Lines before the one containing "Target: overhead wire" are excluded; retype that line and all remaining lines of the material exactly.
★ ★ ★ ★ ★
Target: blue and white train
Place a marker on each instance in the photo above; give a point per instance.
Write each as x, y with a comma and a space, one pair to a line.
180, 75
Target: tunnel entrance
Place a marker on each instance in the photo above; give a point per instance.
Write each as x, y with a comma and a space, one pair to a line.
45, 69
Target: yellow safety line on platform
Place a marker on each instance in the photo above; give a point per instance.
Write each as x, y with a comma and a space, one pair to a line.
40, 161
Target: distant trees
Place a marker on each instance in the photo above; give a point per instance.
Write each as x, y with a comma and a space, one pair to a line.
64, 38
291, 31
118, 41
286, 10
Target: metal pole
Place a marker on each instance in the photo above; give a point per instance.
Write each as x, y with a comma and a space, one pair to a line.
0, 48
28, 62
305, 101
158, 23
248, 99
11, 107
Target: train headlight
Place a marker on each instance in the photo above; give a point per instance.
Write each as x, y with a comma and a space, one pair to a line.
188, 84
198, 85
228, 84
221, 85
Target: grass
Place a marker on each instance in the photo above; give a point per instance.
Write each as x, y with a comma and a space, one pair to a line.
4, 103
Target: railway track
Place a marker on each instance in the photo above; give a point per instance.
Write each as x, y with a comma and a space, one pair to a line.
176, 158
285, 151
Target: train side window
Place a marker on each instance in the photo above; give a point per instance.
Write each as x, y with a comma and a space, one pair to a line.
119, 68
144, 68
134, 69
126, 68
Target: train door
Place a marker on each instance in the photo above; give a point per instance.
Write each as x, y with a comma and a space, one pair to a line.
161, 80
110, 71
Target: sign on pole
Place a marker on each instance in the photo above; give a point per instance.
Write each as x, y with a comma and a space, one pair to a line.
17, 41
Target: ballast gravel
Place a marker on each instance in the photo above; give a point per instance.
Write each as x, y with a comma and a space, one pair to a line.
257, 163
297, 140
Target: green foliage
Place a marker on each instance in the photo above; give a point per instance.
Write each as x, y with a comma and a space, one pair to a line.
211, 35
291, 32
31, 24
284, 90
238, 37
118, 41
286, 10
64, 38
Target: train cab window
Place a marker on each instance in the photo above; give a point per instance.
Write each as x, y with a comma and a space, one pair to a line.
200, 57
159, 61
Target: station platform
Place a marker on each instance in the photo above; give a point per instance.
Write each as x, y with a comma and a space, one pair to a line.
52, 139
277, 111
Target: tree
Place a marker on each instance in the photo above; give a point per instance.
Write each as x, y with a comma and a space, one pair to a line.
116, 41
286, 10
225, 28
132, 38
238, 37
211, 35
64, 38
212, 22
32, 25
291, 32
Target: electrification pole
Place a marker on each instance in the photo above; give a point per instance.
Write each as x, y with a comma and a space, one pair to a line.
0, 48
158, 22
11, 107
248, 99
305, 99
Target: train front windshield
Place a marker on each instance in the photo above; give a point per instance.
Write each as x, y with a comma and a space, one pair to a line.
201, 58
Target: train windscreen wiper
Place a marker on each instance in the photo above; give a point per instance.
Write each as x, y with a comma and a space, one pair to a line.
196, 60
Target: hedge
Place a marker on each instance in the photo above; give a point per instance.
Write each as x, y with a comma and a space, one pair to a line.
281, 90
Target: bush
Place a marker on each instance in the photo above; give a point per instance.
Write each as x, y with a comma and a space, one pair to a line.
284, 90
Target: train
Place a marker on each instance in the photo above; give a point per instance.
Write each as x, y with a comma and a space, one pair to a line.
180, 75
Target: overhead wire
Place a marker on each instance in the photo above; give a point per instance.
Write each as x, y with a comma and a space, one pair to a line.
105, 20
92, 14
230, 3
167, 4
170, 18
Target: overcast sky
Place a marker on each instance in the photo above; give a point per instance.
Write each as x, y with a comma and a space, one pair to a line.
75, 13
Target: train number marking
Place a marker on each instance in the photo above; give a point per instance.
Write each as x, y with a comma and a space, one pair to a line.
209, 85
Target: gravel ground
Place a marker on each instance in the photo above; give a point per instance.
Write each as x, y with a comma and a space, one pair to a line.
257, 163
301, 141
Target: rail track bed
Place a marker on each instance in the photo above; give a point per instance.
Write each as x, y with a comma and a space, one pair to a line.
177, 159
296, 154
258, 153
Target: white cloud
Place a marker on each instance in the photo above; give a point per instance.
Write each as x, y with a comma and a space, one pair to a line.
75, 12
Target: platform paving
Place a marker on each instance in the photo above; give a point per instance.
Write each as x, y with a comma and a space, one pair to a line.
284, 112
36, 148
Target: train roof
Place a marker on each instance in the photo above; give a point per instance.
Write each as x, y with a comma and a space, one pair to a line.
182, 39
★ ★ ★ ★ ★
**The completed task**
Target: overhead wire
Place a marker on each instance in the photo above; give a point per instance.
Write each as x, y with a comma and a space, one pair to a line.
105, 20
92, 14
230, 3
167, 4
170, 18
Target: overcast sky
Place a marker on each instance in the photo above; give a point per instance.
Write each as x, y with a comma and a space, one pair to a line.
75, 13
Target: train number marking
Place a marker on each instance in the photo above; give a point per instance.
Write each as x, y with a comma and a space, one pair to a line.
209, 85
Target: gravel ground
Place a marker on each instance in the photo above; give a point per instance.
Write each as x, y with a comma and a space, one pair to a line.
257, 163
301, 141
Target: rail track bed
Place a marker on each instance in the photo above; give a point per instance.
Write each as x, y with a comma and a space, one pair to a line.
177, 159
296, 154
258, 153
Target: white cloud
Place a marker on each instance in the photo above; give a point per instance.
Write each as x, y with a comma and a space, one pair to a line.
75, 12
Target: platform paving
Place a marker on each instance in the photo above; give a point per instance.
Write each as x, y with a comma and a space, one pair to a line.
284, 112
36, 148
Target: train roof
Place a marker on each instance in the photo above; give a point per instance.
Write each as x, y with a comma and a space, one pair to a line.
182, 39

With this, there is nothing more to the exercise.